AVAILABLE DATA ::
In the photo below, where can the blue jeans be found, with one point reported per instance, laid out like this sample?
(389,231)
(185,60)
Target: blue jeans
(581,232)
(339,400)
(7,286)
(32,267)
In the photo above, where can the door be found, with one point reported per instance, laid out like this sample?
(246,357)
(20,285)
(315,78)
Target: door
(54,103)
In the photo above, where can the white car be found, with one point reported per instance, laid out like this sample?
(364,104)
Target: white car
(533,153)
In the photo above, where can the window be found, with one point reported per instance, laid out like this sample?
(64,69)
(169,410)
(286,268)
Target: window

TASK PROMPT ::
Reproduce the records above word for word, with every line kept as it is.

EXERCISE RESPONSE ::
In the photo below, where can the blue jeans be found, with one point reported per instance, laid out like this sample?
(389,231)
(185,60)
Target: blue jeans
(581,232)
(339,400)
(7,286)
(32,267)
In the photo above, where can the door be found, with one point reported per instance, laid out like this sample?
(246,357)
(20,285)
(315,78)
Target: door
(54,103)
In the photo above, where can the white car be found, with one point reported per instance, laid out like this sample?
(364,104)
Target: white car
(533,153)
In the photo above, where can the window be found, with one point reported per instance, laid out like this sample?
(64,69)
(169,410)
(286,268)
Target: window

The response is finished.